### Records for the exercise:
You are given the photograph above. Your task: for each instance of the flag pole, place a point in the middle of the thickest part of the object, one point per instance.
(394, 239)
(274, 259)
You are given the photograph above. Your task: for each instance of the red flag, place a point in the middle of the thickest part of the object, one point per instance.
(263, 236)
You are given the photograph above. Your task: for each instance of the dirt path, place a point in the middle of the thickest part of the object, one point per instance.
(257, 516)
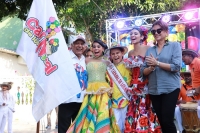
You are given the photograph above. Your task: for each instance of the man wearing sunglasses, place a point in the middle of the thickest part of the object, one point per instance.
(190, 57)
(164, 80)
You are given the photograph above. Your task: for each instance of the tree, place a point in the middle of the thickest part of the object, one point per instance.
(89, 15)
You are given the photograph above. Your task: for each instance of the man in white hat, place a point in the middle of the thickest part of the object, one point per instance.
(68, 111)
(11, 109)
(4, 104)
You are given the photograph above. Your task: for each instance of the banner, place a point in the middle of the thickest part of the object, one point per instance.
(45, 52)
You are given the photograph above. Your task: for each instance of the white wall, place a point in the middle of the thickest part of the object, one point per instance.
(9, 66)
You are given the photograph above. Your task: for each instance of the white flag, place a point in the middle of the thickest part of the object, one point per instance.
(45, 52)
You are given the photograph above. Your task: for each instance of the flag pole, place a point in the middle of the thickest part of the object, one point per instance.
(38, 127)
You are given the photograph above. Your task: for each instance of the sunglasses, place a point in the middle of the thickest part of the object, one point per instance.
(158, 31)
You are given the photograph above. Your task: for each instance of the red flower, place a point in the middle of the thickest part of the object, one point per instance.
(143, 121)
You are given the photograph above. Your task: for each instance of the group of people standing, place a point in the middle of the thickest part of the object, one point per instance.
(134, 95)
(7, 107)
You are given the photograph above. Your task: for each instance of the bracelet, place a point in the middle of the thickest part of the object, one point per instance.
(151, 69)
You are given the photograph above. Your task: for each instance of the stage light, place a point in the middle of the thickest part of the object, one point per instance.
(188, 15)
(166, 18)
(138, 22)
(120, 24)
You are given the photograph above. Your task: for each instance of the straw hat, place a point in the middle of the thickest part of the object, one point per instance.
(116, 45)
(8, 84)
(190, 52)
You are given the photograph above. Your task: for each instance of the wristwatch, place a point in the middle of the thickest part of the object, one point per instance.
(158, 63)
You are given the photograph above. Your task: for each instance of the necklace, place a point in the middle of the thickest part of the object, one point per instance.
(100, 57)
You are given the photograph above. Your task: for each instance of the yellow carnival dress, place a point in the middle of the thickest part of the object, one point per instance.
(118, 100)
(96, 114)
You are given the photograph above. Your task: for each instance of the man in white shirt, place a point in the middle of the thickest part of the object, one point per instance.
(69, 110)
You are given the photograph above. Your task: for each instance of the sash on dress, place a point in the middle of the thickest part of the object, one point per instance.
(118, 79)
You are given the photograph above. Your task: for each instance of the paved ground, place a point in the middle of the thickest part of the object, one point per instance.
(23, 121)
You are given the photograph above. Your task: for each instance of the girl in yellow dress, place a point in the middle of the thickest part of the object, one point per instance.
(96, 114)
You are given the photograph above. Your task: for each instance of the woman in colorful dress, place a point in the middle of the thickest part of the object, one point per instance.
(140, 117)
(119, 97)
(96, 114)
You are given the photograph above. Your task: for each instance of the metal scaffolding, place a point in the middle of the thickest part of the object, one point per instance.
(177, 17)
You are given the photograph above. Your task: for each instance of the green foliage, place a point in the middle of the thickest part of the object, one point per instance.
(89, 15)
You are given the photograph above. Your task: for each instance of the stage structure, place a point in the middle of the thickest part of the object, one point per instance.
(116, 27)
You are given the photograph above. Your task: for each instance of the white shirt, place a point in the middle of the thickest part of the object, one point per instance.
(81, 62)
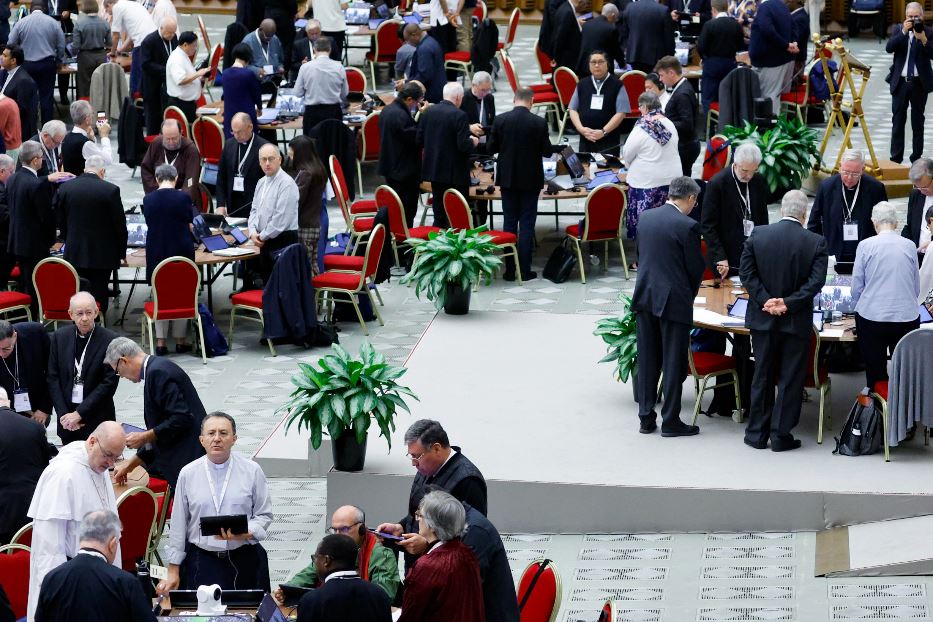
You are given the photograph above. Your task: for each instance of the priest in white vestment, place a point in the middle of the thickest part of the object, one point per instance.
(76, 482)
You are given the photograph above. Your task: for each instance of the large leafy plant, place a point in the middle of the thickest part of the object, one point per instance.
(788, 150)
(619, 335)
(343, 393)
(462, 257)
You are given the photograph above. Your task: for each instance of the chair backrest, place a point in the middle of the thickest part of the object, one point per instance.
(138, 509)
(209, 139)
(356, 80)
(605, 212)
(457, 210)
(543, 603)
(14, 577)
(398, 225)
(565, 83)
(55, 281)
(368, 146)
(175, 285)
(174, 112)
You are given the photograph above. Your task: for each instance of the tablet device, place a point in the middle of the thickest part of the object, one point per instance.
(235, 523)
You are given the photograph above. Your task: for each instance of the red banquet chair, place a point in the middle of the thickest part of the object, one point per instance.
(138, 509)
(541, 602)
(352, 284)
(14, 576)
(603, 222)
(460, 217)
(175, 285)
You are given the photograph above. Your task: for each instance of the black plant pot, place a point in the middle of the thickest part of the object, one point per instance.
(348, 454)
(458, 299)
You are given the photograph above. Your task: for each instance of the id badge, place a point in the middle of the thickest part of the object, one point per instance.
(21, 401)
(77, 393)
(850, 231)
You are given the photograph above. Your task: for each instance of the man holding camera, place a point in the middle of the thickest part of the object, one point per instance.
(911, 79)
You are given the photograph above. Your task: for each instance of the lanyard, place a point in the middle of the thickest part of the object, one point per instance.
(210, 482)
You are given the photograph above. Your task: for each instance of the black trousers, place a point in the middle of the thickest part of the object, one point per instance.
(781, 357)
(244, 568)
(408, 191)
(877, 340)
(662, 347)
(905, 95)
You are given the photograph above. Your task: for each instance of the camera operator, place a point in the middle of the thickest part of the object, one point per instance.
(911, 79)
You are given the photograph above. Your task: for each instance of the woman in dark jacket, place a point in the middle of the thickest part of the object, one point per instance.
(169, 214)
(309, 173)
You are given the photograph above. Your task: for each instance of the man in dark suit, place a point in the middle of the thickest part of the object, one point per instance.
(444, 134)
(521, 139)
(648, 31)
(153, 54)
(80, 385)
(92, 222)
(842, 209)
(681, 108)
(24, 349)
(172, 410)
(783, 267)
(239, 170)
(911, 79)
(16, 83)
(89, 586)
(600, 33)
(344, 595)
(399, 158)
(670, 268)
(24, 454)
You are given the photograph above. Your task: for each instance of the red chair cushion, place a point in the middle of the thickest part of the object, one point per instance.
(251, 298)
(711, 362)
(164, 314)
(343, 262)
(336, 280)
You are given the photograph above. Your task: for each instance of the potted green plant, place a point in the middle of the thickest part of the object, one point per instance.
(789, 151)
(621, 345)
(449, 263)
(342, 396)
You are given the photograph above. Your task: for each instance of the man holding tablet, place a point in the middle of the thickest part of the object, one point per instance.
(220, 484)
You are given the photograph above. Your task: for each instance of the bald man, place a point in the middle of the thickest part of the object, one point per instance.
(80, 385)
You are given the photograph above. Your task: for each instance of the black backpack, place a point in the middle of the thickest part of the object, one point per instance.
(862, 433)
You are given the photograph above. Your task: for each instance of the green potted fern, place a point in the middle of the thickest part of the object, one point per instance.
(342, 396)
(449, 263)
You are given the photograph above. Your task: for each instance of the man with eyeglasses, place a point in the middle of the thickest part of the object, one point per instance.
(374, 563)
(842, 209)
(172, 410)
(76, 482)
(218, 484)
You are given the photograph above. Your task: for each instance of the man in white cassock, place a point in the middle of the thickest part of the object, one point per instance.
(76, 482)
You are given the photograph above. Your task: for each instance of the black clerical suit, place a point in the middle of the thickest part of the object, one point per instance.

### Task instructions:
Quote exactly the line containing "of the bald" and every later line through the end of the listing, and no other lines.

### Output:
You are given the photograph above. Your task: for each instance of the bald man, place a point in the middle of the thickest part of the object, one point per instance.
(80, 385)
You are given the photograph above. Your task: for each instance of the black backpack, place a point in the middle of the thickest part of the object, one point per instance.
(862, 433)
You are given the photograph above. Your task: for each instance of the green potted fern, place a point in the middle of the thickest part of the object, one point per instance.
(342, 396)
(449, 263)
You are given the photograph above. Your task: for each instance of the man with eyeglasses, place a point in the middle of the thickest part of the object, one point per instance.
(374, 563)
(842, 209)
(172, 410)
(76, 482)
(218, 484)
You are given the photograph above. Your task: for each instance of the man in white cassock, place a point in the middle of the thickest part of the object, one point per instance.
(76, 482)
You are given the photograph above. Your task: for each instance of the black clerical suit, place a point in the middle of the thickest part of the object, one point per instance.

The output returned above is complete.